» WORK INSTRUCTIONS:
In the article on the Pokerstars ruling, reproduce the passage between "The Frankfurt Higher" and "went into effect.", inclusive, substituting "unnamed operator" for "unidentified operator".

» SOURCE DOCUMENT:
The highest court in the state of Nordrhein-Westfalen, the Koln Higher Regional Court, has determined that Pokerstars must reimburse a player's losses because internet gambling was illegal in the state at the time the losses happened.

In addition, the decision of the Cologne Higher Regional Court reversed a lower court ruling that had been confirmed by the Bonn Regional Court. The law firm Dr. Redell Rechtsanwaltsgesellschaft, who represented the player, stated that such rulings by the Bonn Regional Court "should no longer be made."


In May 2021, the Euskirchen District Court dismissed a player reimbursement complaint, which may have been the ruling that was reversed. This also involved a Maltese company that was operating in Germany. In December of that same year, the Bonn Regional Court upheld the dismissal. The ruling was the first of its kind delivered by a German regional court at the time.



The complainant lost €58,517 between March 2014 and June 2020 while playing poker and blackjack on the Pokerstars.eu website. Before the Fourth State Treaty on Gambling (GlüNeuRStV) became into effect, slot machines and poker could be sold across Germany, not just in Schleswig-Holstein.


Not properly informed on online casino legality

Even if the player could have been judged to have broken the law, the law company stated that their complaint was still valid.


The court stated that Pokerstars had not made it apparent that online casino games were prohibited in the majority of Germany, which meant that the plaintiff was not fully informed.


“Contrary to the opinion of the regional court, this information provided by the plaintiff is not unrealistic from the outset, but rather understandable,” said the court. “From the plaintiff’s point of view, there were no compelling indications that spoke for the illegality of the defendant’s range of games.”


In addition, the court ruled that the fact that the Pokerstars website was displayed in German conveyed the appearance that the business was lawful.


“There was no evidence that online gambling was illegal in Germany – with the exception of a limited offer in Schleswig-Holstein. Rather, the German-language website and the German-language customer service gave the impression of legality,” the court said.


Dr. Redell Rechtsanwaltsgesellschaft explained that the Koln Higher Regional Court is the highest court of appeal in Nordrhein-Westfalen and the second-highest in Germany. This would imply that any more appeals of this case would have to be heard at the federal level.


The Frankfurt Higher Regional Court ordered an unidentified operator to pay €26,000 in losses earlier this year since the plaintiff had gambled with the operator before the GlüNeuRStV went into effect.

» DATA RECORDS:
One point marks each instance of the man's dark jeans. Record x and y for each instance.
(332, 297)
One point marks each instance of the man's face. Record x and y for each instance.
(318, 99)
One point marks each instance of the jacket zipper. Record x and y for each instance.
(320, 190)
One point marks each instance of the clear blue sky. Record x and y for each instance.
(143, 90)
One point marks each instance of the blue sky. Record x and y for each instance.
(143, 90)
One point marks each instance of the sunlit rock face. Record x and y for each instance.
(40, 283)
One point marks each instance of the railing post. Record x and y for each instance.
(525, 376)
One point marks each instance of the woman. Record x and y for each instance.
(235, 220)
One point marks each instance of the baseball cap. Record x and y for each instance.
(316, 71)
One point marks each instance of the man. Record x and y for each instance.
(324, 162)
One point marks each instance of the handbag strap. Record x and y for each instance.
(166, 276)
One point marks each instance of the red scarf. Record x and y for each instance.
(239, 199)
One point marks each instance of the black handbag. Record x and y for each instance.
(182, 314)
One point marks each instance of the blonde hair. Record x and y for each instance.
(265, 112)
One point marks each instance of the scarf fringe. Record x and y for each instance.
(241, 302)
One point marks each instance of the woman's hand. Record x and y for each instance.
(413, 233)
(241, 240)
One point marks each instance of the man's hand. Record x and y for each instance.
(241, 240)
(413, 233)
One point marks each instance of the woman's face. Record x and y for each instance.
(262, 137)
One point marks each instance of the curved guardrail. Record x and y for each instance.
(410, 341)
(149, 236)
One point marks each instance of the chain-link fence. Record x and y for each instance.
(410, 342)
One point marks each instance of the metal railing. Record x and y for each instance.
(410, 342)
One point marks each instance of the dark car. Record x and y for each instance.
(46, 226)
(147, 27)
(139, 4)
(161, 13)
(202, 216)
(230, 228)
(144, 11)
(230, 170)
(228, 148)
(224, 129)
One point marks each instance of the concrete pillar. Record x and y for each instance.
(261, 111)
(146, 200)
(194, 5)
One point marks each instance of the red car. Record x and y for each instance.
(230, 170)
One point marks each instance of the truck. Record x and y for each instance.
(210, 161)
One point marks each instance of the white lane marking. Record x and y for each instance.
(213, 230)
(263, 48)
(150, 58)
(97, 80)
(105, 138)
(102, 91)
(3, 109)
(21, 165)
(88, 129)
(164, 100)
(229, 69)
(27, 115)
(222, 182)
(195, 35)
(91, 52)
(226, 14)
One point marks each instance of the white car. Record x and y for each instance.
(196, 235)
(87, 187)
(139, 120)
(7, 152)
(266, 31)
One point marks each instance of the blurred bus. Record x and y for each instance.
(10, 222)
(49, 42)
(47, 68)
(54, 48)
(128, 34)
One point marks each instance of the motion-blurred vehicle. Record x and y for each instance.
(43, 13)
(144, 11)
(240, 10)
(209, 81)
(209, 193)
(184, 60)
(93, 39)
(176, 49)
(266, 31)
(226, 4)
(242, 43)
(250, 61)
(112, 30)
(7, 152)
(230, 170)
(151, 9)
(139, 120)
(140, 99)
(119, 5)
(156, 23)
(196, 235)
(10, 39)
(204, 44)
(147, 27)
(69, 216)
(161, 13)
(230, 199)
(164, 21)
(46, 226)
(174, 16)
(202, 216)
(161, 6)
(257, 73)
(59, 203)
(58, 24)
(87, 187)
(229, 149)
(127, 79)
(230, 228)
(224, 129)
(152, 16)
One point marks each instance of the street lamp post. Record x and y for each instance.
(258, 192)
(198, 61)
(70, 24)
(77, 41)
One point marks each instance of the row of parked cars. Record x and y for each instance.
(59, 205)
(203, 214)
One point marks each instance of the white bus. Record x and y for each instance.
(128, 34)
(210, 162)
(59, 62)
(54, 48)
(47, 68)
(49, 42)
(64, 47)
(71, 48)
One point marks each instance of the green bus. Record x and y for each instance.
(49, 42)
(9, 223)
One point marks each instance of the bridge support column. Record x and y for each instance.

» ANSWER IN FULL:
The Frankfurt Higher Regional Court ordered an unnamed operator to pay €26,000 in losses earlier this year since the plaintiff had gambled with the operator before the GlüNeuRStV went into effect.